**Tasks:**
**a.** Quote the listing lines verbatim, everything from the line containing "segment --target=mustache" down to the line containing "M 86 76 L 88", with both of those lines included.
**b.** Extend the forum thread about problems with the Sharewatch share-dealing service, picking up after its final post.

**Excerpt:**
Are any of you having annoying problems now and again with Sharewatch aka direct share deal? like the following.

* getting requests for payments of shares you purchased even though the cash was in your account to make the purchase?
*them buying (or their computer system) saying you bought 2 lots of shares rather than just one set.
*converting euro into sterling in your account without your permission

The software and your account details sometimes dont match up with what they are looking at on their computer screens in Glasgow??

Its all quite bizarre.
If do dont watch your account very closely things can go amiss...like your cash!

All these glitches are very uncomforting...doesnt give one much confidence in what they are suppossed to be doing.

anybody else had these sort of issues???


----------



## efm

smiley said:


> Are any of you having annoying problems now and again with Sharewatch aka direct share deal? like the following.
> 
> * getting requests for payments of shares you purchased even though the cash was in your account to make the purchase?


 
Yup...I had that...and I was a first time buyer of shares with them so under their own rules I wasn't allowed to trade anyway without cleared funds up front!

To be honest it didn't bother me too much personally as I am not a regular investor / trader but it seems to me their front and back office systems aren't integrated / referencing each other correctly. What probably happened is that back office or front office used an incorrect account number and the link between the cash and trade was lost (that's my layman's guess anyway)


----------



## 8till8

I never get replies to emails, I asked them about receiving annual reports and div's but only got automated tracking response. 
Very poor show if they don't reply to registered users emails


----------



## smiley

efm said:


> but it seems to me their front and back office systems aren't integrated / referencing each other correctly



or to put it another way their right arm doesnt know what their left arm is doing!!

As regards the system too, you cant actually buy shares online unless the cash in your account. How could they possibly not understand this and then come looking for the cash which HAD TO BE IN YOUR ACCOUNT IN THE FIRST PLACE to buy the shares.

What are they actually putting in their tea? It must be very strong.

8till8...are you looking for the annual reports and divis etc for e.g. US shares??
Wonder how they handle this?

Quite quite bizarre all this.


----------



## Ravima

I had some minor difficulties recently. You may have Euro cash and bought in Sterling or Dollars. The money then has to be coverted. If you ask for the cash office, you will speak to some human being, rather than a machine and they will convert for you.

You cannot buy online without funds in the account, but once you build up a relationship, they will buy over phone for you eithout cash being in place. You than have a few days to make the payment. 

I have never eperienced the purchase of two sets of shares instead of one.

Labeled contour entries
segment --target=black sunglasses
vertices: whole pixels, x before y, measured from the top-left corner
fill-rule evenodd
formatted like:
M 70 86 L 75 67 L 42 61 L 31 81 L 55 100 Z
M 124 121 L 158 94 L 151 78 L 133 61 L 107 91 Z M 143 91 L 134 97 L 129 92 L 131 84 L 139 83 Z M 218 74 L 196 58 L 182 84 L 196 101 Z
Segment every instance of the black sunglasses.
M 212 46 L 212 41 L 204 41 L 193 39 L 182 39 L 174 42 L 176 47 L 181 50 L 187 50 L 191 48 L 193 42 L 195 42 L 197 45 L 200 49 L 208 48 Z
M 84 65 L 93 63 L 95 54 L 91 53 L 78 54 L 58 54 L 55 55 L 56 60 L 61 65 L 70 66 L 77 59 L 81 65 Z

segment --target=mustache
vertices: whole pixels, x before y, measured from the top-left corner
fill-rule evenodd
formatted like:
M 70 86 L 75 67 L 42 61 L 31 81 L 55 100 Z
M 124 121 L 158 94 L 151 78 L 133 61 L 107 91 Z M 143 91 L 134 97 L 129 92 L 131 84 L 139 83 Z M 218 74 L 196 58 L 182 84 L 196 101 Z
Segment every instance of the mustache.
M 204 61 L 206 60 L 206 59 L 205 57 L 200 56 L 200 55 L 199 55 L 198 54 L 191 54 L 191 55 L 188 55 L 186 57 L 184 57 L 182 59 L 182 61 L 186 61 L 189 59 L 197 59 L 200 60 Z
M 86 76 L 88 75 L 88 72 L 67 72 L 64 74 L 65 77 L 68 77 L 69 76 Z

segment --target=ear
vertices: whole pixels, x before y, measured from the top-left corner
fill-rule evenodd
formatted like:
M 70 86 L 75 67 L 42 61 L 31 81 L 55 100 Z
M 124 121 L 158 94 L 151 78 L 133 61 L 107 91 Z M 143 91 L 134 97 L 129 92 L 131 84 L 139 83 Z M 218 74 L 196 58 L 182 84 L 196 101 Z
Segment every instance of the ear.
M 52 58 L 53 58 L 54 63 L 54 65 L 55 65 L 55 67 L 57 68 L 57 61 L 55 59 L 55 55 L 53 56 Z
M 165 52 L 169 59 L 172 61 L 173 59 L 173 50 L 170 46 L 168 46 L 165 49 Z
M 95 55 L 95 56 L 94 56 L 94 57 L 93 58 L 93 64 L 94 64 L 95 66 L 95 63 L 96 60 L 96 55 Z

==

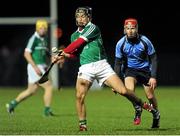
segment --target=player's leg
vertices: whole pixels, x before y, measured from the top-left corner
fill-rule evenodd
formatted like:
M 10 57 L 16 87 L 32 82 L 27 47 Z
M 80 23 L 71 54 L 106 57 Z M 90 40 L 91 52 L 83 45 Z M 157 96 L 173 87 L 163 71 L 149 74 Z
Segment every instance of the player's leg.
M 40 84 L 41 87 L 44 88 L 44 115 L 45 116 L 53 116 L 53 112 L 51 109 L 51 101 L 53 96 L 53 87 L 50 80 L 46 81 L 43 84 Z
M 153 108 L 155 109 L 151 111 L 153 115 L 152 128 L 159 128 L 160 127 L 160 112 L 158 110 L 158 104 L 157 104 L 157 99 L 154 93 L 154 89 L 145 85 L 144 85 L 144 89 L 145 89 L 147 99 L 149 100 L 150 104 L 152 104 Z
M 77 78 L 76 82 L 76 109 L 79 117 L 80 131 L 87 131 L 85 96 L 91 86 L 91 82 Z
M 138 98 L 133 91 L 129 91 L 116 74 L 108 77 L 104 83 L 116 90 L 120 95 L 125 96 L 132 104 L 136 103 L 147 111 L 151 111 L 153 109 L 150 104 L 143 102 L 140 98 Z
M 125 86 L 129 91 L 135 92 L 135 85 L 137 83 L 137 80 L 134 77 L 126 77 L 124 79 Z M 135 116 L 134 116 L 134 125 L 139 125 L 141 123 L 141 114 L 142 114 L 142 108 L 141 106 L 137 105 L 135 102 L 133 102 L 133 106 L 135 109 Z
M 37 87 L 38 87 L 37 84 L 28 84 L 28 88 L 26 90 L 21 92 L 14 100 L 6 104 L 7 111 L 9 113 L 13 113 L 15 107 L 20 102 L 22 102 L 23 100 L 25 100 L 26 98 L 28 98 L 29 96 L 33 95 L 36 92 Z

...

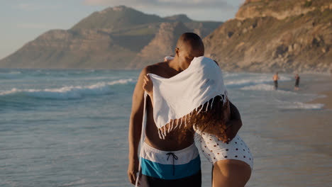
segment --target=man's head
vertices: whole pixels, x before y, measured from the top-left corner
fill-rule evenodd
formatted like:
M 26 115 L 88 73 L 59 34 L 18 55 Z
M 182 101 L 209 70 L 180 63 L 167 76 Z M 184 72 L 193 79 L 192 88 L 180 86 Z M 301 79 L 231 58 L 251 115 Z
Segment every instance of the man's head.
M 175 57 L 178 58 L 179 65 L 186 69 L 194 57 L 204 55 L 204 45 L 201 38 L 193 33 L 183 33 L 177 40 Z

**Responses per task:**
**a.**
segment --target=mustache
vertices: whole pixels, x before y, measured from the top-left corner
fill-rule evenodd
formatted like:
M 70 86 L 75 67 L 42 61 L 31 81 L 55 100 Z
M 124 121 L 158 94 L 151 78 L 133 61 L 107 91 Z M 143 91 L 134 97 L 129 92 L 131 84 L 139 83 Z M 218 74 L 196 58 L 182 84 L 196 101 Z
Segment every instance of the mustache.
M 204 61 L 206 60 L 206 59 L 205 57 L 200 56 L 200 55 L 199 55 L 198 54 L 191 54 L 191 55 L 188 55 L 186 57 L 184 57 L 182 59 L 182 61 L 186 61 L 189 59 L 197 59 L 200 60 Z
M 86 76 L 88 75 L 88 72 L 67 72 L 64 74 L 65 77 L 68 77 L 69 76 Z

**b.**
If I ever had a problem, I have emailed through the website or direct to one of the staff once I have their email and the problem is sorted out quickly. I do agree that the automated response is quite annoying, especially if the original query is never answered!

All in all, I am satisfied with the service. It is efficient and reasonably priced, plus you have the benefit of CREST rather than the usual NOMINEE holding facility.


----------



## joconnol

I have had a few administrative problems with Sharewatch and also  problems with incompetent staff. The one major problem I had was in February/March '09 when I sold some shares while out of the country (5 month work-placement). I was delayed in returning my share certificates and had received a number of phone calls requesting I submit them. I did not get the calls as I was out of the country. When I finally caught up with Sharewatch (about 3 weeks after the sale), they told me that because I hadn;t gotten in touch, they had used my money to buy the shares back - in my name, without my permission!!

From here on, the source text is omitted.